[START OF Page]

Let's check the probability distribution after 3, 5, 7 ,10, 20 days.

In [34]:
import pandas as pd
pd.DataFrame({"3nd day":smm.predict_prob_distribution(3).reshape(-1).tolist(),
              "5th day":smm.predict_prob_distribution(5).reshape(-1).tolist(),
              "7th day":smm.predict_prob_distribution(7).reshape(-1).tolist(),
              "10th day":smm.predict_prob_distribution(10).reshape(-1).tolist(),
              "20th day":smm.predict_prob_distribution(20).reshape(-1).tolist()})

Unnamed: 0,3nd day,5th day,7th day,10th day,20th day
0,0.426648,0.43126,0.43287,0.433556,0.433734
1,0.474763,0.471585,0.470475,0.470002,0.46988
2,0.09859,0.097155,0.096654,0.096441,0.096386


Let's try different initial conditions.


In [36]:
pd.DataFrame({"sunny":           smm.predict_prob_distribution(20,set_init_prob=np.asarray([1,0,0])).reshape(-1).tolist(),
              "cloudy":          smm.predict_prob_distribution(20,set_init_prob=np.asarray([0,1,0])).reshape(-1).tolist(),
              "rainy":           smm.predict_prob_distribution(20,set_init_prob=np.asarray([0,0,1])).reshape(-1).tolist(),
              "cloudy and rainy":smm.predict_prob_distribution(20,set_init_prob=np.asarray([0,0.5,0.5])).reshape(-1).tolist(),
              "Any":             smm.predict_prob_distribution(20,set_init_prob=np.asarray([0.05,0.2,0.75])).reshape(-1).tolist()})

Unnamed: 0,sunny,cloudy,rainy,cloudy and rainy,Any
0,0.433749,0.433726,0.433715,0.43372,0.433719
1,0.46987,0.469886,0.469893,0.46989,0.469891
2,0.096381,0.096388,0.096392,0.09639,0.096391


# PageRank
PageRank (PR) is an algorithm used by Google Search to rank web pages in their search engine results. It is named after both the term "web page" and co-founder Larry Page. PageRank is a way of measuring **the importance of website pages**. According to Google:


- PageRank works by counting the number and quality of links to a page to determine a rough estimate of how important the website is. The underlying assumption is that **more important websites are likely to receive more links from other websites**.

- The PageRank algorithm outputs a probability distribution used to represent the likelihood that a person randomly clicking on links will arrive at any particular page.

[END OF Page]

> [Goal 1]: Show every line of the entries that contains the string "headstone", matching case exactly.
The entries that follow are unrelated to the excerpt.

[START OF Supplied information]

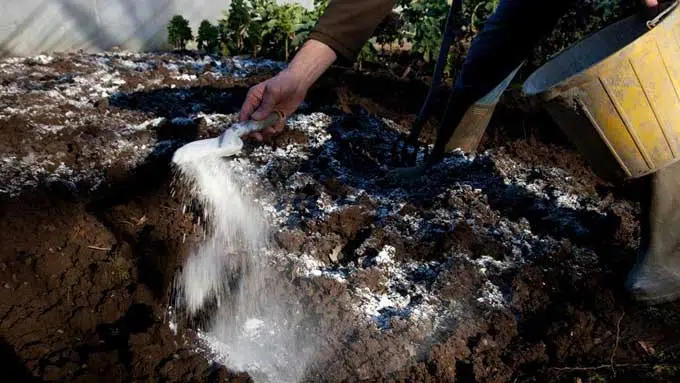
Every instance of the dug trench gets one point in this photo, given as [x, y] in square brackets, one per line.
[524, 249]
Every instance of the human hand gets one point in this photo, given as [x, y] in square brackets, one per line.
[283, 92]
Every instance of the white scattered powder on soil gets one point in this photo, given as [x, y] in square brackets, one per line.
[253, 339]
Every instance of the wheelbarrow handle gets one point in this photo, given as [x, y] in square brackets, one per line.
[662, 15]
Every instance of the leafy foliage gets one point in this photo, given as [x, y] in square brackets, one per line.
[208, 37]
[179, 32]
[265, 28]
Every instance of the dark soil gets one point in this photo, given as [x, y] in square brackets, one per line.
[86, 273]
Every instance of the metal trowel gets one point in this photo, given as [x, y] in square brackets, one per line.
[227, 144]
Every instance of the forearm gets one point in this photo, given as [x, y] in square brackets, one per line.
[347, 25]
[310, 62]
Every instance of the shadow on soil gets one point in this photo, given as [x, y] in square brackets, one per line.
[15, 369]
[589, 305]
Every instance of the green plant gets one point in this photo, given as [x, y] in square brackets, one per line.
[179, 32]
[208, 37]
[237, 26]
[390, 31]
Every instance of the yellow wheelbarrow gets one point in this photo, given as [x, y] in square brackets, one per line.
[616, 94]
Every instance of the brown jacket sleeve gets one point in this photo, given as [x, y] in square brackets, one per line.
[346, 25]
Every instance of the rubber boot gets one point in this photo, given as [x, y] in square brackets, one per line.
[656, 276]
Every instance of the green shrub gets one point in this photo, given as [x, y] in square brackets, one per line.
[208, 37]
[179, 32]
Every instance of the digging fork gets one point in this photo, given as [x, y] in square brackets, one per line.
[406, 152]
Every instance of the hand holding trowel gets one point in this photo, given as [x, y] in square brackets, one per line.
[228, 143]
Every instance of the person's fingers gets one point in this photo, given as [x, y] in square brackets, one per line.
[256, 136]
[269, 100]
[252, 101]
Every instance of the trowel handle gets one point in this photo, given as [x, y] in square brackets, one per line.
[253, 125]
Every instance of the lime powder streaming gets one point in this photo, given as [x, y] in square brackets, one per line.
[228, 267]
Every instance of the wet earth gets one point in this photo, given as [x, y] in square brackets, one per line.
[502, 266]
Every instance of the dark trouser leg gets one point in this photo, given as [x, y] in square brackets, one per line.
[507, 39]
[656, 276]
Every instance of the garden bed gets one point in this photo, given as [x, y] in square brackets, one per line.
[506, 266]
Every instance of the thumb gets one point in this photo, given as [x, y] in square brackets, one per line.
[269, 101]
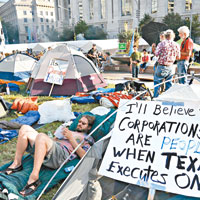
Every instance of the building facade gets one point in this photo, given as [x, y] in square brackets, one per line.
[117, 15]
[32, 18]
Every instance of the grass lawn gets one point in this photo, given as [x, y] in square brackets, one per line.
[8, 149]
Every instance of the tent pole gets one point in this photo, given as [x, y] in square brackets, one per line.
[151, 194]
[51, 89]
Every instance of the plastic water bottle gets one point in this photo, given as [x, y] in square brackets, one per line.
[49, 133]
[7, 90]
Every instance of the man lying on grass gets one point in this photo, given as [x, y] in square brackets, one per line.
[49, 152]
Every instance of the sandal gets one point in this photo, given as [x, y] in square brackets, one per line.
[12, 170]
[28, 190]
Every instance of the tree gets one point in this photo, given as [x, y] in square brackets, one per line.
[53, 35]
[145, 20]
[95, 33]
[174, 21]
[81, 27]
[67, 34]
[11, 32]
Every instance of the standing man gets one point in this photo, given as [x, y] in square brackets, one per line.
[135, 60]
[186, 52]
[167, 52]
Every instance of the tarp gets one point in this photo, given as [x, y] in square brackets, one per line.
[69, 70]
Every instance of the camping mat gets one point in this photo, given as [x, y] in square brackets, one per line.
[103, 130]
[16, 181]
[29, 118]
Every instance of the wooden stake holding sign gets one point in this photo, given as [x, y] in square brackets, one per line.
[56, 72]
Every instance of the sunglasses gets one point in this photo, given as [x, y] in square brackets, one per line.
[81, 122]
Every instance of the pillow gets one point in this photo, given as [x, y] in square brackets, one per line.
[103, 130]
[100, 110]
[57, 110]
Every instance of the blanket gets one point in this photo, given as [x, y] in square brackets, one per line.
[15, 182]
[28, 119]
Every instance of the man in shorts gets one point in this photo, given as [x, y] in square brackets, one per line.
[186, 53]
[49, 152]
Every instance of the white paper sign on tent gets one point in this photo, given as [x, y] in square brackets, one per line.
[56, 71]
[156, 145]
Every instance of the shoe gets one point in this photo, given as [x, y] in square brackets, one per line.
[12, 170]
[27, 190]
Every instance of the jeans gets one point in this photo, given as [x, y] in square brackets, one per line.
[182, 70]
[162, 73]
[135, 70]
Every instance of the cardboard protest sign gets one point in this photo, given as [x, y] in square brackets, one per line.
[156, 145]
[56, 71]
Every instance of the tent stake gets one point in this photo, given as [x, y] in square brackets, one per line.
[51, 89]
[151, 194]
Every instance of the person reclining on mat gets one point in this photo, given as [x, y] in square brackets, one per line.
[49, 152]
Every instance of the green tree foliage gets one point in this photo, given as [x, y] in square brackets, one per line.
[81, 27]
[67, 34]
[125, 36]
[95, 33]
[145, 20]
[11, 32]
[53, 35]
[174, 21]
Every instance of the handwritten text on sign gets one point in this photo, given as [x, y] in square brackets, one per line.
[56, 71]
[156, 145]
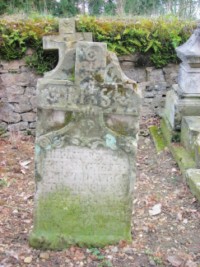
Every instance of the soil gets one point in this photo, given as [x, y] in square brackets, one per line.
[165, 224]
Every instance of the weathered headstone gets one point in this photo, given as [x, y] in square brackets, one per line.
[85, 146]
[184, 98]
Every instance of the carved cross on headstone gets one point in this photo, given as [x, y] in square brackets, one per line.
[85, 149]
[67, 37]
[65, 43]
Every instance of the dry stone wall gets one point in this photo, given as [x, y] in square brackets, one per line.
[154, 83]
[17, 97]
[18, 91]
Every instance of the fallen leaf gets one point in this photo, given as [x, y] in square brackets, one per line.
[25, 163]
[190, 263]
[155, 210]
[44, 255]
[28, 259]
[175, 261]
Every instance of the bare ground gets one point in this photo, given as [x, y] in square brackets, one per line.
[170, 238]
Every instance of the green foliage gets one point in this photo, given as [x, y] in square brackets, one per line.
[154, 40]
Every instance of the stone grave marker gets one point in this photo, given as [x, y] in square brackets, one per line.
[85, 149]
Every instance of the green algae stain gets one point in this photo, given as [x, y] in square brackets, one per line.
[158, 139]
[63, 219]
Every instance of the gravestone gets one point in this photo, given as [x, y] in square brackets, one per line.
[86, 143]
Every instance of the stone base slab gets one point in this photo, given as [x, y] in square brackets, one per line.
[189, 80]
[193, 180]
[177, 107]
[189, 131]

[END OF Supplied information]
[START OF Supplied information]

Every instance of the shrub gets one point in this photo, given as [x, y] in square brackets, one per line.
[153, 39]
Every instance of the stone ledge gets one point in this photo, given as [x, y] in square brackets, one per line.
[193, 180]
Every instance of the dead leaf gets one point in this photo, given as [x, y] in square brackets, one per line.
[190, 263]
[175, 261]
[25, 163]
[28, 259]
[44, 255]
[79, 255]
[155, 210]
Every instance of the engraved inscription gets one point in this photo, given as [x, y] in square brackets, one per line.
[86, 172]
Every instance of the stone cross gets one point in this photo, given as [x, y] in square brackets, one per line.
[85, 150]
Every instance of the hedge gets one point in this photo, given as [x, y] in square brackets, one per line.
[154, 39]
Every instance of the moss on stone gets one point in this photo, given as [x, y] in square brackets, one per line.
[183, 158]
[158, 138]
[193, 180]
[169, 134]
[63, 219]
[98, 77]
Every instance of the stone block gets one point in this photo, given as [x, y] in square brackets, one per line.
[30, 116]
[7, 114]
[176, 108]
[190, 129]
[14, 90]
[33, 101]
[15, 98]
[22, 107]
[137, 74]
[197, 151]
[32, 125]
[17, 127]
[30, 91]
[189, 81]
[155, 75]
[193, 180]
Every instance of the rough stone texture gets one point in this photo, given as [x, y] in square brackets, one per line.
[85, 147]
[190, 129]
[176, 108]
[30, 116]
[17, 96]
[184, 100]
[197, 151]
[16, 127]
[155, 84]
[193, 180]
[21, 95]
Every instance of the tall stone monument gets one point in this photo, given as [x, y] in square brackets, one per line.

[END OF Supplied information]

> [Goal 2]: According to the excerpt, what is PageRank named after?

> [Exercise response 1]:
Every instance of the weathered headstone gets one point in this photo, given as [x, y] in square brackets, one per line.
Every instance of the carved cross on headstone gets one point in this photo, given as [x, y] in square brackets, one per line.

> [Exercise response 2]: It is named after the term "web page" and co-founder Larry Page.